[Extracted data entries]
───

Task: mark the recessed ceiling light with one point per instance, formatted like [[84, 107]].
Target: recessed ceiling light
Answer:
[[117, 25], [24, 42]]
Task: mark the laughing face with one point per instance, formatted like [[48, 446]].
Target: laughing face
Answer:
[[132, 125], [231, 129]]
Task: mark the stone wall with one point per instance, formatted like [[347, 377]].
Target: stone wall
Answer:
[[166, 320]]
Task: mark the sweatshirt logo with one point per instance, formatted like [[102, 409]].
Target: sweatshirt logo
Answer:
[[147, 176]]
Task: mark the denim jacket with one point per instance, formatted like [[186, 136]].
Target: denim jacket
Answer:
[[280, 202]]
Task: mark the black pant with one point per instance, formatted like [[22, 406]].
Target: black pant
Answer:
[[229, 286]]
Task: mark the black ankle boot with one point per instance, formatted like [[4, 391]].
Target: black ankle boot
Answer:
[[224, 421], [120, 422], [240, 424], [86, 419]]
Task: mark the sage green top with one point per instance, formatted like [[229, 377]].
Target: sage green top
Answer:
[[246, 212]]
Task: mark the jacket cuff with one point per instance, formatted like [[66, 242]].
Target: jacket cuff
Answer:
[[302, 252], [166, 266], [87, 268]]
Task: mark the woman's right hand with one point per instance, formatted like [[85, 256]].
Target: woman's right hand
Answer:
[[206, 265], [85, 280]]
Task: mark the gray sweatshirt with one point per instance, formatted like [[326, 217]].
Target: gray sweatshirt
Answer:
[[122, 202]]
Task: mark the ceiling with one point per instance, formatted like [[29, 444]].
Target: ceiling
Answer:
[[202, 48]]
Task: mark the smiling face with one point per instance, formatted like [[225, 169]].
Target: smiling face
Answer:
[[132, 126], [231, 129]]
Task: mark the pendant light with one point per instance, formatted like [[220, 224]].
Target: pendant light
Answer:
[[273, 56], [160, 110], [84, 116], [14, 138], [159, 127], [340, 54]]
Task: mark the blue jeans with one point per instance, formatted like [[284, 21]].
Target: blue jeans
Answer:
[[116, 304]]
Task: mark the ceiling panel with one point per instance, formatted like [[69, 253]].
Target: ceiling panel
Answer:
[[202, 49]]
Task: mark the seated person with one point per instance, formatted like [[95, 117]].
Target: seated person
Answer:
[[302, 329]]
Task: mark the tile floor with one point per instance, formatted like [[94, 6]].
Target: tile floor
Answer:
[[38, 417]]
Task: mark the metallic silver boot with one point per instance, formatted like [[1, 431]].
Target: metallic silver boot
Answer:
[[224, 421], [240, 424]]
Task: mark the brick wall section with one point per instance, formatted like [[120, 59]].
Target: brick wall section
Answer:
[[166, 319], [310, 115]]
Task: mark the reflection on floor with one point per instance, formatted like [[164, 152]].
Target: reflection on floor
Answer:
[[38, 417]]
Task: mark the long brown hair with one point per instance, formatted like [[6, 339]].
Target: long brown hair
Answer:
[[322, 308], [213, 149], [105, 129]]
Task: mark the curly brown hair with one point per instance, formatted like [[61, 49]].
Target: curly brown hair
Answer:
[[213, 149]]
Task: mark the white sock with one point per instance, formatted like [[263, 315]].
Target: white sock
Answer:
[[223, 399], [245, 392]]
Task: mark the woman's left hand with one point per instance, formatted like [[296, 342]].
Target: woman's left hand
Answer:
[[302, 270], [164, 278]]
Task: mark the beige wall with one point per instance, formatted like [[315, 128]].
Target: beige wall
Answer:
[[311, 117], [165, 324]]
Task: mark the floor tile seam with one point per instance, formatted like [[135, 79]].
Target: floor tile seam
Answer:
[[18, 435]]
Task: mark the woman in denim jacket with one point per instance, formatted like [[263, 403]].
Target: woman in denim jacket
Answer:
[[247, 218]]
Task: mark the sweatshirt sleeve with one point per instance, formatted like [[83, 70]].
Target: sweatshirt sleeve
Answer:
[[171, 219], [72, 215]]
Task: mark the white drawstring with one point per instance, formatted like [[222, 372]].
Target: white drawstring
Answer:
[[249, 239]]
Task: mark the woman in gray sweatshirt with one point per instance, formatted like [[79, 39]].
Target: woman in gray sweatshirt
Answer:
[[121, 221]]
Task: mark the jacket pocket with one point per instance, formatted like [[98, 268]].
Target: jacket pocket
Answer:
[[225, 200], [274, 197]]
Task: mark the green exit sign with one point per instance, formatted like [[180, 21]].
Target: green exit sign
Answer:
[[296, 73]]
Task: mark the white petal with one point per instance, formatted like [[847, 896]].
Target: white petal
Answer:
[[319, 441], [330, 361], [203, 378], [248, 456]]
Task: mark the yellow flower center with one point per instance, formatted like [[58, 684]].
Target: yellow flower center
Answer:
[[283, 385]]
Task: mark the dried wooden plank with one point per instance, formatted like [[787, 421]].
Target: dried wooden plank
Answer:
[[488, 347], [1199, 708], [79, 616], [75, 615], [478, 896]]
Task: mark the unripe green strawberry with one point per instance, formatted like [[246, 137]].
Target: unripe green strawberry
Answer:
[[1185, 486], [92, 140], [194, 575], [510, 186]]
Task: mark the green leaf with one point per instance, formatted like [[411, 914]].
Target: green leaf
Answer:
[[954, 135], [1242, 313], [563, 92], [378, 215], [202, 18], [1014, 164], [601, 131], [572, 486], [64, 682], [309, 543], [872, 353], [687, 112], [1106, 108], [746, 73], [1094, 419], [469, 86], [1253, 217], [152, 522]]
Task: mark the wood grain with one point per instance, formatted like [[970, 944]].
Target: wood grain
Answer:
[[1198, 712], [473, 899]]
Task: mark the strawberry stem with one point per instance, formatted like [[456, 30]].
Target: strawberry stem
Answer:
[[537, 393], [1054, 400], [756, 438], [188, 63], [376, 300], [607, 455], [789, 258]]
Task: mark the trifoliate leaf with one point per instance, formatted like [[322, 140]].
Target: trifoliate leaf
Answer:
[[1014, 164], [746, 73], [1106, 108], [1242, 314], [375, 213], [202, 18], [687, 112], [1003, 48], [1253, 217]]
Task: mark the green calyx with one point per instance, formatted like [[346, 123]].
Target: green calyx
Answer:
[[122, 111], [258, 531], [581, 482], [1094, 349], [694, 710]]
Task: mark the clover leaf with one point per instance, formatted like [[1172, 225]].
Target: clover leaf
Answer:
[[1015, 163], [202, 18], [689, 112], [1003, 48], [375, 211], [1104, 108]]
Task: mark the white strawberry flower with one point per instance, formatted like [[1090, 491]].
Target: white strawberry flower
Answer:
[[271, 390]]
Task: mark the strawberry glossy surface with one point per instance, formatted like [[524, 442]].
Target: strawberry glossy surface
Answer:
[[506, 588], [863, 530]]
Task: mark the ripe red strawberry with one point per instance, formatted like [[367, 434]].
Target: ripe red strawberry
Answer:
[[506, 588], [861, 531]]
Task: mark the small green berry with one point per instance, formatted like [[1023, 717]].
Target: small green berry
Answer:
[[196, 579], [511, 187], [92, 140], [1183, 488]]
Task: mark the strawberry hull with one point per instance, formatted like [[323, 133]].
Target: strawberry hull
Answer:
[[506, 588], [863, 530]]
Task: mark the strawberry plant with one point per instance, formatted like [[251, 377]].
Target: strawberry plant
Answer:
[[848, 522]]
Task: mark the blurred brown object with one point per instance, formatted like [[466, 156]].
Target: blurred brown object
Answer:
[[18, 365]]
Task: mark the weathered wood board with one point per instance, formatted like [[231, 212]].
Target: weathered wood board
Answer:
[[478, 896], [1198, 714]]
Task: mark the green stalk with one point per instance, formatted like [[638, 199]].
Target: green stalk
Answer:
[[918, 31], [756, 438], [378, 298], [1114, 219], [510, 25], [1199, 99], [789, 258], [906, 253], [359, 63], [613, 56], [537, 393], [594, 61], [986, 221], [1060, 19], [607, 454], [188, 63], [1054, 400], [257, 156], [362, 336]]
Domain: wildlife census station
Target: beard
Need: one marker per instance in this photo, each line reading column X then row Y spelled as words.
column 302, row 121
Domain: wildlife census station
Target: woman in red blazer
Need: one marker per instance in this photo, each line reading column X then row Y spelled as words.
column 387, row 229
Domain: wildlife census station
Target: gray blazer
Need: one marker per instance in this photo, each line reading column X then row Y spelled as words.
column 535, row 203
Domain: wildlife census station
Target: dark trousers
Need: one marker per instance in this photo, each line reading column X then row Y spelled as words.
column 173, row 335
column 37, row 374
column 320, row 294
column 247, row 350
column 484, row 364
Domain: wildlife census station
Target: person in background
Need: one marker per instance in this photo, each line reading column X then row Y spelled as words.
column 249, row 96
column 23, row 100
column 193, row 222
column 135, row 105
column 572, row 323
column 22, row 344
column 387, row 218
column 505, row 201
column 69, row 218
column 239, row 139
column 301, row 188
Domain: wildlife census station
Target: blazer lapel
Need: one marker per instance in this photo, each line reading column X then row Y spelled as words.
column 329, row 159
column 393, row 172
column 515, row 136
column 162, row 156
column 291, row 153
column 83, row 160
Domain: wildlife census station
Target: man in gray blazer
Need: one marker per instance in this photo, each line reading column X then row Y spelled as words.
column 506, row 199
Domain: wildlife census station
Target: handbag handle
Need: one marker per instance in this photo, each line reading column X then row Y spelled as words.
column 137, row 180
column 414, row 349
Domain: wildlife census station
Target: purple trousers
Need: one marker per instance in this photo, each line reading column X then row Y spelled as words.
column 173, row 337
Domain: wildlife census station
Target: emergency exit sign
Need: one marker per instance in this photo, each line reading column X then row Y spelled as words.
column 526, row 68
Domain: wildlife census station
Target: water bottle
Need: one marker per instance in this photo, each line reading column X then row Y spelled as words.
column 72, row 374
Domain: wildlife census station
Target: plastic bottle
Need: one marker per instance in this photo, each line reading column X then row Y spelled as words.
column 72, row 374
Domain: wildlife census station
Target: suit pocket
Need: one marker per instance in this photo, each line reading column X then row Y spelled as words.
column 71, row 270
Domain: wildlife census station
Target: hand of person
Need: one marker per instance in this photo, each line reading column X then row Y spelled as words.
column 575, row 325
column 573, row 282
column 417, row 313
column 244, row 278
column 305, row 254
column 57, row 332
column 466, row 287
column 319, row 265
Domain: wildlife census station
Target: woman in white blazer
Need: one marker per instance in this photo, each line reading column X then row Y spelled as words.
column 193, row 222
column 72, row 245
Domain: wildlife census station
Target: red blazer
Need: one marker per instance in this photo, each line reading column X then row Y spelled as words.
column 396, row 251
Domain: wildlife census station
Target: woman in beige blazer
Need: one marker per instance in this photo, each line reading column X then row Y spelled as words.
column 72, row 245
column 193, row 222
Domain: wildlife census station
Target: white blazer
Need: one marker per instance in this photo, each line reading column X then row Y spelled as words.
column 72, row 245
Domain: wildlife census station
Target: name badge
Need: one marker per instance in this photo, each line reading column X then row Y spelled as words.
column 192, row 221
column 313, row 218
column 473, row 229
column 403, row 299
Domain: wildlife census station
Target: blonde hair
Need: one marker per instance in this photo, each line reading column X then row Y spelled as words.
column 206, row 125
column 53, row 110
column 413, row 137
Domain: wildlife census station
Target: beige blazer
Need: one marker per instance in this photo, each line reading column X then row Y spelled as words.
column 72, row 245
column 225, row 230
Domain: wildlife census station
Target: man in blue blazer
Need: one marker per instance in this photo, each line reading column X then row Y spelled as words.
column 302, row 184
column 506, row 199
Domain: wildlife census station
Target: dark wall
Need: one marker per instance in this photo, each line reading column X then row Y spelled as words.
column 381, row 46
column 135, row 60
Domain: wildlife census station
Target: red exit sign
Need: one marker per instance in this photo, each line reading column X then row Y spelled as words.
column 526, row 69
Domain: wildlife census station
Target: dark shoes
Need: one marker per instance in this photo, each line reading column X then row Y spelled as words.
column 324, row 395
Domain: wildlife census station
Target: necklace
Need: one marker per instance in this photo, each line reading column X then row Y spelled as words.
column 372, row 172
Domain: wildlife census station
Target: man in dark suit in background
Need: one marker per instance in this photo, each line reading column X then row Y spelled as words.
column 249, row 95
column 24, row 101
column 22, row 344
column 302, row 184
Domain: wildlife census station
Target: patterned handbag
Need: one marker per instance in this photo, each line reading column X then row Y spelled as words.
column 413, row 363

───

→ Task statement: Give a single number: the count of lines above that include the word "drawstring".

→ Exercise response: 2